- _Exercise_: Update the items below so that every instance of "Notebook cell 3" reads "Notebook cell 4", and leave all other text as it is.

- _Data for the task_:
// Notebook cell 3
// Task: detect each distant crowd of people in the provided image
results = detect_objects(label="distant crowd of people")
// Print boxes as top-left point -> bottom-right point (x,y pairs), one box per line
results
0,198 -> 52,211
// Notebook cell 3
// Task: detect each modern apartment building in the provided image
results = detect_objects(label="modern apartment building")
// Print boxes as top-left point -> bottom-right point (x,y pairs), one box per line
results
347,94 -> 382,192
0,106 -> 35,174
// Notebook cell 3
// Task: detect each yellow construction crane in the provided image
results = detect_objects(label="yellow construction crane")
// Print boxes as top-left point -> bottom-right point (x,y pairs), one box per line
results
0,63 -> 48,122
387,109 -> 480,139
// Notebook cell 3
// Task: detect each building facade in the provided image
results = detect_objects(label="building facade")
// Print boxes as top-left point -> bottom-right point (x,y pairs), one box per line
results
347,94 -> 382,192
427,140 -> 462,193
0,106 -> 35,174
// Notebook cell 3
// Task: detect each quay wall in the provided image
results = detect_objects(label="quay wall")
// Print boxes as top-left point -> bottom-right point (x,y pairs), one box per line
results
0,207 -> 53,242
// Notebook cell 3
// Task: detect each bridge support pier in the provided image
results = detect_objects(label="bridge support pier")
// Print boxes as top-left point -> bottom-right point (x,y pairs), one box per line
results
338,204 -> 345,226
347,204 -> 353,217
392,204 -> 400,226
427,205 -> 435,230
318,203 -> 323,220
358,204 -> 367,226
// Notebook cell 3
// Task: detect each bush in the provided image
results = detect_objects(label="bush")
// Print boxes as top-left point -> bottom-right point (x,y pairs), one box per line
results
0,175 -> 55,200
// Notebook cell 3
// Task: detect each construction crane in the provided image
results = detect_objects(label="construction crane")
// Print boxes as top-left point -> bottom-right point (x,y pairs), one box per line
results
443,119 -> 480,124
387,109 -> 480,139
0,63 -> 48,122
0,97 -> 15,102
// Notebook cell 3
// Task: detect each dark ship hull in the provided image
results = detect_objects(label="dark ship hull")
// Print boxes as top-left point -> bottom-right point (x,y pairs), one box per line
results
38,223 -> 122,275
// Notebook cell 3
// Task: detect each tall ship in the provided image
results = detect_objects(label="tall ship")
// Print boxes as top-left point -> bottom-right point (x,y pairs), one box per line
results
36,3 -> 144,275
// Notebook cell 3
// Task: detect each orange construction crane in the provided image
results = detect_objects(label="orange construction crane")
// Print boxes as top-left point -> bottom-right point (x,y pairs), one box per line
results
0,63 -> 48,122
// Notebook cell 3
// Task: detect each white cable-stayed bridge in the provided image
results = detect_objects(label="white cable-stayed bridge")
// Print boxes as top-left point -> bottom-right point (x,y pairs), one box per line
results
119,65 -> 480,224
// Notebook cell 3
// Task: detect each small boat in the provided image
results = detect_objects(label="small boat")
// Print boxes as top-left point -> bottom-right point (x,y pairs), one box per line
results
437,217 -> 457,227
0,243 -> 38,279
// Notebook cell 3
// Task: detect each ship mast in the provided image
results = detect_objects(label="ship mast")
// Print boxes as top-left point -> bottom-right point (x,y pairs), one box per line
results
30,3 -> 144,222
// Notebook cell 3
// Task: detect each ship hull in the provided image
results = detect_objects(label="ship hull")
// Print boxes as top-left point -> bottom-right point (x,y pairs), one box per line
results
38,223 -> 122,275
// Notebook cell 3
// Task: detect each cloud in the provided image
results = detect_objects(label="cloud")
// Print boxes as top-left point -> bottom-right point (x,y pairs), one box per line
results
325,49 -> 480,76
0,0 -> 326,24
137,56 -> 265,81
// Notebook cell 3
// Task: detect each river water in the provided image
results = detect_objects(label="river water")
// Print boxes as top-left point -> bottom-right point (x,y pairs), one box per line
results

- _The reply_:
// Notebook cell 4
// Task: detect each distant crowd of people in the provided image
results = detect_objects(label="distant crowd of people")
// Print boxes as top-left point -> bottom-right point (x,y pairs), one box per line
results
0,198 -> 52,211
// Notebook cell 4
// Task: detect each modern apartment building in the provided image
results = detect_objects(label="modern apartment building")
// Print boxes as top-left point -> bottom-right point (x,y pairs), one box per line
results
347,94 -> 382,192
0,106 -> 35,174
// Notebook cell 4
// Task: detect each yellow construction crane in the provided image
results = detect_objects(label="yellow construction crane")
// Print boxes as top-left point -> bottom-right point (x,y pairs), one box per line
results
0,63 -> 48,122
387,109 -> 480,139
// Notebook cell 4
// Task: detect each building facade in the provided image
results = detect_objects(label="building facade")
// Print boxes as top-left point -> bottom-right point (x,y pairs), one box per line
results
347,94 -> 382,192
427,140 -> 462,193
0,106 -> 35,174
// Notebook cell 4
// Task: detect each quay wall in the provided image
results = detect_objects(label="quay wall")
// Print boxes as top-left point -> bottom-right point (x,y pairs), one box per line
results
0,207 -> 53,242
// Notebook cell 4
// Task: detect each bridge support pier in the provided image
results = detect_objects(label="bridge support pier")
// Print boxes as top-left point -> bottom-right point (x,y pairs), one box per line
results
338,204 -> 345,226
347,204 -> 353,217
392,204 -> 400,226
427,205 -> 435,230
318,203 -> 323,220
358,204 -> 367,226
// Notebook cell 4
// Task: detect each bush in the provided image
results = detect_objects(label="bush")
// Print boxes as top-left point -> bottom-right point (x,y pairs), one box per line
results
0,175 -> 55,200
// Notebook cell 4
// Task: detect each construction crane in the provided image
results = detect_objects(label="construction crane")
// Print boxes as top-left point -> bottom-right point (x,y pairs), one box per line
results
443,119 -> 480,124
387,109 -> 480,139
0,63 -> 48,122
0,97 -> 15,102
// Notebook cell 4
// Task: detect each dark ship hull in the provided image
results = detect_objects(label="dark ship hull")
// Print boxes as top-left point -> bottom-right point (x,y pairs), one box per line
results
38,223 -> 122,275
// Notebook cell 4
// Task: detect each tall ship in the provided image
results = detect_objects(label="tall ship")
// Print boxes as top-left point -> bottom-right point (x,y pairs), one box per line
results
36,3 -> 144,275
// Notebook cell 4
// Task: detect each orange construction crane in the provided image
results = detect_objects(label="orange construction crane")
// Print boxes as top-left point -> bottom-right point (x,y pairs), one box per line
results
0,63 -> 48,122
// Notebook cell 4
// Task: detect each white cable-stayed bridge in the provided image
results = detect_objects(label="white cable-stayed bridge")
// Print boxes as top-left point -> bottom-right point (x,y pairs), one box per line
results
119,65 -> 480,224
// Notebook cell 4
// Task: detect each small boat in the provided image
results = detect_objects(label="small boat")
// Print boxes as top-left point -> bottom-right point (x,y pairs), one box per line
results
437,217 -> 457,227
0,243 -> 38,279
// Notebook cell 4
// Task: detect each ship mast in the provided image
results = detect_objects(label="ship mast")
// Print boxes as top-left point -> bottom-right point (x,y pairs), one box per line
results
30,3 -> 144,222
// Notebook cell 4
// Task: detect each ship hull in the provided image
results = detect_objects(label="ship hull")
// Print boxes as top-left point -> bottom-right point (x,y pairs), one box per line
results
38,223 -> 122,275
// Notebook cell 4
// Task: detect each cloud in the provided image
results = detect_objects(label="cloud")
// Print boxes as top-left point -> bottom-right point (x,y pairs), one box per line
results
325,49 -> 480,76
0,0 -> 326,24
137,56 -> 265,81
// Notebook cell 4
// Task: detect each river water in the provided image
results = detect_objects(label="river water")
// Print boxes as top-left point -> bottom-right point (x,y pairs), one box per line
results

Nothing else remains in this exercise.